#### Task inputs ####

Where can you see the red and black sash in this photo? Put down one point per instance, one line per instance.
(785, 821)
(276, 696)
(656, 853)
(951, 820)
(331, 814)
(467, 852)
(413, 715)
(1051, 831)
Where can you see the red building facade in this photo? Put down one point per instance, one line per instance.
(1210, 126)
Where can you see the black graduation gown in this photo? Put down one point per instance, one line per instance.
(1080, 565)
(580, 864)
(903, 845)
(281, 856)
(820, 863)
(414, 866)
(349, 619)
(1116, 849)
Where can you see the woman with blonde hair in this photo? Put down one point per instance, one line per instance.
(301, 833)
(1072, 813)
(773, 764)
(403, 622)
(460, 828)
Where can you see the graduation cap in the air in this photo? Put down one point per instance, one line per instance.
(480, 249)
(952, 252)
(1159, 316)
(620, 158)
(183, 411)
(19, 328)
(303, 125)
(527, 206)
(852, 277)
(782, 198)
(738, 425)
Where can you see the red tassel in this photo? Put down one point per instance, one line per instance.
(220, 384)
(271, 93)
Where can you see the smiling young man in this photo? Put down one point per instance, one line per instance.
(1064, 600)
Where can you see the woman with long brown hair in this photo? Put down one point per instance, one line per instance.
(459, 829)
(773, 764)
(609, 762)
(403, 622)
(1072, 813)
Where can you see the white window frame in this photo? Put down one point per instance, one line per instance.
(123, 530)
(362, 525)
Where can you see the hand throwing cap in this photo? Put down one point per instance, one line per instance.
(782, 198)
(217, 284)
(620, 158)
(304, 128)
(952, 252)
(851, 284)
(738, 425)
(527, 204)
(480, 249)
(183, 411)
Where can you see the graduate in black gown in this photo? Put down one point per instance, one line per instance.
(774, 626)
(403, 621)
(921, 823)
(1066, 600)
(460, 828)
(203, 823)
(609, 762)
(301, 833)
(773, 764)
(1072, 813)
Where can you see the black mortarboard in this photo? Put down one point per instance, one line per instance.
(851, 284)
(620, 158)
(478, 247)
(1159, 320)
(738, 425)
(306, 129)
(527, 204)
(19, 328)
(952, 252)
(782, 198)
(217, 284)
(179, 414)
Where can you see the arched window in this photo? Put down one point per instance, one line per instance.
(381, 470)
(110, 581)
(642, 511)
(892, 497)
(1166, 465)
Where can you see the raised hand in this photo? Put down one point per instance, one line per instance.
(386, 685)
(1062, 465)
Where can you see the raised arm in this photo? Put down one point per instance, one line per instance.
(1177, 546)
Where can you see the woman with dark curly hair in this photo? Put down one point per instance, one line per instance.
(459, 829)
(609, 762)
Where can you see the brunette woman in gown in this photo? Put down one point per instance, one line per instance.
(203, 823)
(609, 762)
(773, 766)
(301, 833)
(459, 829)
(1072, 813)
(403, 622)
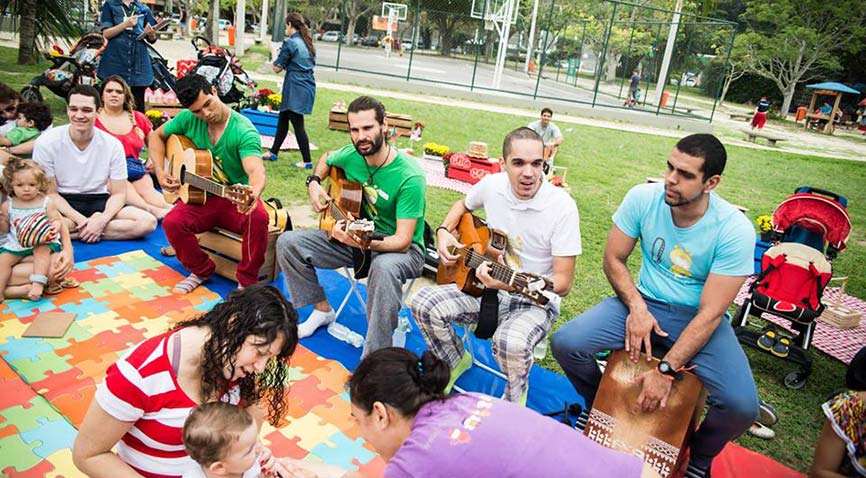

####

- _Task directions_
Reproduce all of the material above word for word, omitting the pictures.

- _Answer to this problem_
Where can you see the red and black sash in this photo? Put down one point per instance, one line per instance.
(785, 821)
(276, 696)
(656, 853)
(951, 820)
(331, 814)
(467, 852)
(413, 715)
(1051, 831)
Where can you see the red building facade in this photo? Put down one point per instance, one line per instance.
(1210, 126)
Where can you see the black graduation gown in this photo? Put down one point per instance, one line per instance.
(1080, 565)
(580, 864)
(903, 845)
(281, 856)
(820, 863)
(414, 866)
(349, 619)
(1116, 849)
Where can you see the woman with blonde hair in this photo? Put down one point per instance, one line per instance.
(301, 833)
(1072, 813)
(773, 764)
(403, 622)
(460, 828)
Where can you see the graduation cap in the air in this photo? Put down one point per instance, one line per instance.
(480, 249)
(952, 252)
(1159, 316)
(620, 158)
(183, 411)
(19, 328)
(303, 125)
(527, 206)
(852, 277)
(782, 198)
(738, 425)
Where can you see the red tassel in this photo? Put down one point per instance, one line per instance.
(220, 384)
(271, 93)
Where can you see the smiling young man in this photo? Put down one point per instance, one line per instance.
(1064, 600)
Where can you see the woman with long brown hair in this photo? Put down one point per instance, one line per instance.
(459, 829)
(773, 764)
(609, 762)
(403, 622)
(1072, 813)
Where can you see the white window frame in this photo? Put down one point per instance, one line per instance.
(123, 530)
(362, 525)
Where can you see the hand throwing cap in this photo? Put down one point per instance, one line per instance.
(782, 198)
(217, 284)
(620, 158)
(304, 128)
(952, 252)
(851, 284)
(738, 425)
(527, 204)
(480, 249)
(183, 411)
Where can you see the graduate in black gown in this photo? Put down one point per instance, one line per instance.
(774, 626)
(403, 621)
(921, 823)
(1066, 600)
(460, 828)
(203, 823)
(609, 762)
(301, 833)
(773, 764)
(1072, 813)
Where can you see the black mortarboard in this photo? Put down one point per instance, one line per instance.
(851, 284)
(620, 158)
(478, 247)
(1159, 320)
(738, 425)
(306, 129)
(527, 204)
(19, 328)
(952, 252)
(782, 198)
(217, 284)
(179, 414)
Where can you see the arched window in this photo? Put down one point per instance, one line per instance.
(381, 470)
(110, 581)
(642, 511)
(892, 497)
(1166, 465)
Where can you see the raised hand in this photo? Put down one point per instance, one line per instance.
(386, 685)
(1062, 465)
Where can you see the raised arm in this photo? Put down one point per instance, one line per instance.
(1177, 546)
Where can you see the woman with dark curly hair in this photo? Put down one point per instance, one line per instance.
(459, 829)
(609, 762)
Where can you see the brunette woman in gown in this photo? Put down one point per instance, one line per instance.
(203, 823)
(609, 762)
(773, 766)
(301, 833)
(459, 829)
(1072, 813)
(403, 622)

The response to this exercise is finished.